### TEXT PROVIDED
┌──
IDP News Issue No. 24
IDP 10 Years On
In 1900 the discovery of a Cave Library at Dunhuang hidden for almost a thousand years revolutionized scholarship on China and the many civilisations of the Silk Road. Containing tens of thousands of manuscripts, the world's earliest dated printed book and hundreds of fine paintings on silk, this is the world's earliest and largest paper archive and a treasure trove of medieval art. Numerous other ancient silk road sites in western Chinese yielded other important artefacts, paintings and manuscripts in over twenty languages and scripts and this material was dispersed to institutions worldwide, making access difficult. The amount of material created a problem for conservators and curators and throughout the twentieth century much remained uncatalogued and in need of conservation.
The International Dunhuang Project (IDP) was founded in 1994 to address these problems by creating a partnership of all the major holders of the material to work together on conservation and cataloguing and to increase access by creating a comprehensive online catalogue of all the material, linked to high-quality digital images and supporting information.
The last 10 years have seen IDP grow in size and success . With centres in China, Russia and Japan and collaborations with other institutions worldwide, IDP is now the largest and most successful digitisation project of its kind; IDP now offers free worldwide access to all to over 50,000 paintings, artefacts, historical photographs and manuscripts, with more being added daily.
└──
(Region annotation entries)
┌──
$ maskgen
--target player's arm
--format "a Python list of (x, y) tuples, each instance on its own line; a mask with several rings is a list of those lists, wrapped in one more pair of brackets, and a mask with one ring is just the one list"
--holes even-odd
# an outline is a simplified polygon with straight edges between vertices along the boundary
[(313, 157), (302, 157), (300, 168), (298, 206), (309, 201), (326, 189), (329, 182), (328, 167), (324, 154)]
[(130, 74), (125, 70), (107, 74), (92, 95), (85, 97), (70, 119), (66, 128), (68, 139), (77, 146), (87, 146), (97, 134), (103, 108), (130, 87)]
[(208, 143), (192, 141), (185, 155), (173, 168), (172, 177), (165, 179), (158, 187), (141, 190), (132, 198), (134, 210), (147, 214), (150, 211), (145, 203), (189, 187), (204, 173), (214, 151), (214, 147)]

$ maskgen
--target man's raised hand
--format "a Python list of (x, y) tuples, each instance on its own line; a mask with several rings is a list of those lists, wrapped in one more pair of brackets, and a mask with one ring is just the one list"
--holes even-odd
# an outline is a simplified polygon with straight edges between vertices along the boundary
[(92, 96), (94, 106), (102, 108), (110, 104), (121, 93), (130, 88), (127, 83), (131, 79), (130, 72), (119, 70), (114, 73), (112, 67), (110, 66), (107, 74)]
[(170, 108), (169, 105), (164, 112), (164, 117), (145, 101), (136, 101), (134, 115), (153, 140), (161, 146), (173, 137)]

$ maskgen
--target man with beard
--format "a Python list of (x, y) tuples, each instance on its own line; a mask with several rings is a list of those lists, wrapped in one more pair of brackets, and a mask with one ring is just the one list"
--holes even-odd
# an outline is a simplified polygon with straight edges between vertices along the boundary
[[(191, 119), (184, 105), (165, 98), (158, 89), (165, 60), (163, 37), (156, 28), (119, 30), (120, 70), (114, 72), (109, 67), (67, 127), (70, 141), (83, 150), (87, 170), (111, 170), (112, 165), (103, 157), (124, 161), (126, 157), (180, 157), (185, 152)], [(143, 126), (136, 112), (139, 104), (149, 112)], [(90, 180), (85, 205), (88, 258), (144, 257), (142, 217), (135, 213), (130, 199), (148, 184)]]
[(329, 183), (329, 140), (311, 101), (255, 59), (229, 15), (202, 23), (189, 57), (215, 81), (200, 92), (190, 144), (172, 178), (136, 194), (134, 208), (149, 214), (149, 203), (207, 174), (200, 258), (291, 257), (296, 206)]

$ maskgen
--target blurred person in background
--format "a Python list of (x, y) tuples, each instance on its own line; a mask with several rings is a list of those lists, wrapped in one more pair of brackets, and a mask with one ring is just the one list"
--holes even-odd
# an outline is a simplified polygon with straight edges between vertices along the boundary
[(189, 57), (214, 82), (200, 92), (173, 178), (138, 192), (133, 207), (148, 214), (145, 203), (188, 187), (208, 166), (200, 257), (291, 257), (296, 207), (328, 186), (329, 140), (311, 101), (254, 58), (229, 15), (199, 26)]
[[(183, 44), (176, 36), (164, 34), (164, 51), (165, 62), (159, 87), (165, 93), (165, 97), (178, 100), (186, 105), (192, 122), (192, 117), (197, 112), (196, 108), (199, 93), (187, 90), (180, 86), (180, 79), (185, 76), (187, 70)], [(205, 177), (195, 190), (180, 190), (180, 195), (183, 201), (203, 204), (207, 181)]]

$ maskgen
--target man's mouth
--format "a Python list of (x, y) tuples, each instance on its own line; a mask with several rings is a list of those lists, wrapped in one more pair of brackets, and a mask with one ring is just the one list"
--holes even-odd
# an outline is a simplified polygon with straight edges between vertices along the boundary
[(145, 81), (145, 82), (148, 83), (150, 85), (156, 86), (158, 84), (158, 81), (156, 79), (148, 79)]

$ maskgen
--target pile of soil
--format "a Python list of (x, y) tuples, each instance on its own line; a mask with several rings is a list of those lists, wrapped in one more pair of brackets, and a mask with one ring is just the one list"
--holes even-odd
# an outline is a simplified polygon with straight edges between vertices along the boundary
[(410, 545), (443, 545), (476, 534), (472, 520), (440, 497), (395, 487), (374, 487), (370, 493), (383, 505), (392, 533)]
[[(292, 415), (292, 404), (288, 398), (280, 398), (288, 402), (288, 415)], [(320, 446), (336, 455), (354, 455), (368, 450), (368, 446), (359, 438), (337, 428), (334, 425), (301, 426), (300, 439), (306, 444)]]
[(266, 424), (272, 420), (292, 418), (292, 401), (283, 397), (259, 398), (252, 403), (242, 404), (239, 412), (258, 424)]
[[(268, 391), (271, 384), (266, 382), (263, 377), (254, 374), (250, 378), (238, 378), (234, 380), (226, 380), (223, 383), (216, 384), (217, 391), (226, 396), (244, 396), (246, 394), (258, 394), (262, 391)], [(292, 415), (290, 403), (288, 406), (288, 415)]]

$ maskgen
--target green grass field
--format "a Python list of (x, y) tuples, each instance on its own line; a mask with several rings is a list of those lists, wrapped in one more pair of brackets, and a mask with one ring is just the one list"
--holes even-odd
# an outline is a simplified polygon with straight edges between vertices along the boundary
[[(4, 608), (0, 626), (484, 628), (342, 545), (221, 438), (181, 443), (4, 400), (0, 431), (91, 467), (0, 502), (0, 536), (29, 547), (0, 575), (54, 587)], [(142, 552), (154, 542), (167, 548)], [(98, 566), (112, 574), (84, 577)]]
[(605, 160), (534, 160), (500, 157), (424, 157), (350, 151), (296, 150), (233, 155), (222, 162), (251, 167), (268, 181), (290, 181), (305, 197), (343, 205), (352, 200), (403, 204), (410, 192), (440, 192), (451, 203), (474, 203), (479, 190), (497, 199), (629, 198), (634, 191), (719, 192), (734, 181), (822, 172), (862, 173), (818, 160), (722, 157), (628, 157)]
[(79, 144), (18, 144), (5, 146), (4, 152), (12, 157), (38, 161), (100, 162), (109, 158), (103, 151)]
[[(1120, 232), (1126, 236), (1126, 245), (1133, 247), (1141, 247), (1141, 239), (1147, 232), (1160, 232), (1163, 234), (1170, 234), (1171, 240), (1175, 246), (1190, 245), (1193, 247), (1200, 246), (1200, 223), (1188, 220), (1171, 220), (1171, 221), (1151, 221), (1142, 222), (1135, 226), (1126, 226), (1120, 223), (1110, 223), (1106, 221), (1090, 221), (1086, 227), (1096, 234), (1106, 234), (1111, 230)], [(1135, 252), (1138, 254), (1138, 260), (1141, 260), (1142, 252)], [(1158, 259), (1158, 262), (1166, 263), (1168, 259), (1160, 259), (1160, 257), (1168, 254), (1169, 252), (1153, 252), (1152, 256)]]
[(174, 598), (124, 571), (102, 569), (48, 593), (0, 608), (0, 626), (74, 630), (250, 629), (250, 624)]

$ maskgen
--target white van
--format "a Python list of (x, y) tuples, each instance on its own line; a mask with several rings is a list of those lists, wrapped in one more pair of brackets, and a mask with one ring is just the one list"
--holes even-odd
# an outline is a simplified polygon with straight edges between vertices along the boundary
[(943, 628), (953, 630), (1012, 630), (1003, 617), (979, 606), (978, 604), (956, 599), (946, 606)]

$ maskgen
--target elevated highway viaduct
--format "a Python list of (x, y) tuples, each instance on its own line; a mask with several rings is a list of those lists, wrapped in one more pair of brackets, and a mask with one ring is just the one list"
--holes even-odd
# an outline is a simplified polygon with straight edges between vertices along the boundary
└──
Continue the IDP newsletter text on the project's first ten years, picking up after its final sentence.

2004 was a particularly successful year as it saw Cataloguing and Digitisation Centres open at the Institute of Oriental Studies in St. Petersburg and Kyoto (p. 7) and the British Library exhibition, The Silk Road: Trade, Travel, War and Faith (pp. 4-5). This was held in collaboration with the British Museum with loans from China, Japan, and Europe.
Ten years ago making the vast and complex Dunhuang and Silk Road collections more accessible through digitisation and an online database was little more than a dream. We had no funding and the technology, as it was then, was expensive and crude. But supporters were found and the technology developed. The problems of a decade ago — expense of storage, quality of digitial images, and access to large images online — are now largely problems of the past. Other problems — the migration of digital data, for example — are being addressed by the community.
IDP will continue to adapt in order to exploit new advances to make this material much more accessible to everyone, but we need your support. With the foundations laid and a large resource already amassed, IDP is now preparing to expand its educational and research strands with the aim of making the history of the Silk Road known to schoolchildren and scholars from Shanghai to Sacramento. With two major grants coming to an end next year, however, we need to raise the funds to achieve this. We welcome and need your support to continue our work to make the Silk Road more accessible to all, and details of how you can help are given on p.8.
IDP has made numerous friends over the past ten years and we would like to take this opportunity to thank all of them and commemorate just a few that space allows with a timeline of IDP milestones.
Above:Delegates at the Stockholm Conference comprising most of the founder members of IDP
Left:The first IDP Office in London with one computer and a Silk Road map.
October 1993: 1st conference bringing together conservators and curators of Dunhuang and Eastern Silk Road material from all the major holding institutions. Everyone resolves to work together to conserve and increase access to the collections through international collaboration.
1994: IDP founded following 3-year grant from from the Chiang Ching-Kuo Foundation (CCK). One member of staff. First issue of IDP News.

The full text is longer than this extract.